### [Exercise task 1]
Count the lines in the listing below that contain the string "chair", treating uppercase and lowercase as different, and reply with the number alone.

Here’s one verse: “Comfortable with the pain, alone is where I live/ At the bottom once again, without a lot to give/ Another tear, another year, will I ever make it home?”

Porter said he was the only boy among five sisters, an overwhelmed mom, and a Hell’s Angels stepfather who “never called me by my name, always called me Susie” (after the song, “A Boy Named Sue”). He went to a Baptist church on Sundays and a church camp during the summers and was baptized twice in the process. His most vivid memory came when he was twelve and his stepdad hit him. Porter cried. The stepdad made him put on a dress. Porter then had to stand in front of the stepdad’s pals: “That humiliated me real bad.”

Michael Porter at The Forge in Missouri.

One of Porter’s poems concludes with Christ saying: “Give in to the comfort I offer you/The price has been paid/The dream I give you is one that doesn’t fade.”

### [Exercise task 2]
Update the passage about Michael Porter, starting with "Porter said he" and going on through "Forge in Missouri.", so that "stepdad" becomes "stepfather" wherever it appears in that stretch.

[Data extracted from a collection]
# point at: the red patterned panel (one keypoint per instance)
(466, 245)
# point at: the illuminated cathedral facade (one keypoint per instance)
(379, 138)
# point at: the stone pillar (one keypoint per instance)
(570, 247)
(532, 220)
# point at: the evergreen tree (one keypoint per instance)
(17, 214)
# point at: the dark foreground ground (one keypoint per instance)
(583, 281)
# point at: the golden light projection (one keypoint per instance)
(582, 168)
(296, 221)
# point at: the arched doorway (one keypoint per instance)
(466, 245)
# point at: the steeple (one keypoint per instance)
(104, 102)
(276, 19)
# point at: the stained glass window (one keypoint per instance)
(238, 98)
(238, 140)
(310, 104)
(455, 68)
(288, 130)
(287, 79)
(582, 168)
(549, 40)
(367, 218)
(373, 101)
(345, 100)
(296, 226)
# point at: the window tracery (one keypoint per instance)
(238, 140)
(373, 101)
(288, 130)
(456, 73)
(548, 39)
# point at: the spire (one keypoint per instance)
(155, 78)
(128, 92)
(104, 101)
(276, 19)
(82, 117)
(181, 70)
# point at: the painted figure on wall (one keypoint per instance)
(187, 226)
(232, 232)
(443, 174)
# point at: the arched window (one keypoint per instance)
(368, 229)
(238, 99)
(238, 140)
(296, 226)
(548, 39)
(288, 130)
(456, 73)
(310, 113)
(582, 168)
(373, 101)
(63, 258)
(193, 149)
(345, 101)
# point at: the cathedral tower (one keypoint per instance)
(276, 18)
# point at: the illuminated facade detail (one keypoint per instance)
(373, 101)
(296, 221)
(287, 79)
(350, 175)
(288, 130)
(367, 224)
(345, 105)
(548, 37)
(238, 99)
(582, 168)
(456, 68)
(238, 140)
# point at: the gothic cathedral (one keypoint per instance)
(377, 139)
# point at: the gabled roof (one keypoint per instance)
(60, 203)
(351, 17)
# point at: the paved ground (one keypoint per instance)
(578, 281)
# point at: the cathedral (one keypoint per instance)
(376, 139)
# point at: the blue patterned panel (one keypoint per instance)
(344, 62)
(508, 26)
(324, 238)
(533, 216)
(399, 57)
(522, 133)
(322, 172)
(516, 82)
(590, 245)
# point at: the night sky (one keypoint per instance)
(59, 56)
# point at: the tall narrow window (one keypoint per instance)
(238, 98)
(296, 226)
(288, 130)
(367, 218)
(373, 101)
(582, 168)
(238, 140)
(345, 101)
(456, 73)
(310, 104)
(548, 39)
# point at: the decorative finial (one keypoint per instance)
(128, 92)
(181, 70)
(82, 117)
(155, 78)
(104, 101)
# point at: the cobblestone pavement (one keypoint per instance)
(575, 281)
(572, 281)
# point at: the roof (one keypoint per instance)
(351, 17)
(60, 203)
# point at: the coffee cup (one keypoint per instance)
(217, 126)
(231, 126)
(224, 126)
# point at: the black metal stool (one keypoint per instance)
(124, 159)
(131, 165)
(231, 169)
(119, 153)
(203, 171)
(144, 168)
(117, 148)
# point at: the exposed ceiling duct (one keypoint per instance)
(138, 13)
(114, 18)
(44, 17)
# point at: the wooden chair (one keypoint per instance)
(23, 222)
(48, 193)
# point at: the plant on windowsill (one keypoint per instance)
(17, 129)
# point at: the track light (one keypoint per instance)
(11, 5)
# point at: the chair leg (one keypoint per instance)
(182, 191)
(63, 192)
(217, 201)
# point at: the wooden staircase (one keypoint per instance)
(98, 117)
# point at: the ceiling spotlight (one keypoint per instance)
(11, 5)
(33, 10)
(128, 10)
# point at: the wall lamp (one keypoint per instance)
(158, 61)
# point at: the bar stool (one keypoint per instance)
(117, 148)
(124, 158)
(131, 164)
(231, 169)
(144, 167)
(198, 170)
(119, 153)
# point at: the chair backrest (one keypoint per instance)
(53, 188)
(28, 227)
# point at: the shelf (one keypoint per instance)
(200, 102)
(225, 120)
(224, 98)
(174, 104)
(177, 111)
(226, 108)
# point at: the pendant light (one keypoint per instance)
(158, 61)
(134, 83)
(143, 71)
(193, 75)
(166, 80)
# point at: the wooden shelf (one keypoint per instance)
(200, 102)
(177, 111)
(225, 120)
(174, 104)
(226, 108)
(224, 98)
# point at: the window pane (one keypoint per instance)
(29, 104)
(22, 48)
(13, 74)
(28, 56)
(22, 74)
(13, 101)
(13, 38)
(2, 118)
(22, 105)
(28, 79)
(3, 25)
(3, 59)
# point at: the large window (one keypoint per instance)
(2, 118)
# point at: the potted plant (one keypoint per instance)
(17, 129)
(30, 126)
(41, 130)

### [Exercise solution 1]
3

### [Exercise solution 2]
Porter said he was the only boy among five sisters, an overwhelmed mom, and a Hell’s Angels stepfather who “never called me by my name, always called me Susie” (after the song, “A Boy Named Sue”). He went to a Baptist church on Sundays and a church camp during the summers and was baptized twice in the process. His most vivid memory came when he was twelve and his stepfather hit him. Porter cried. The stepfather made him put on a dress. Porter then had to stand in front of the stepfather’s pals: “That humiliated me real bad.”

Michael Porter at The Forge in Missouri.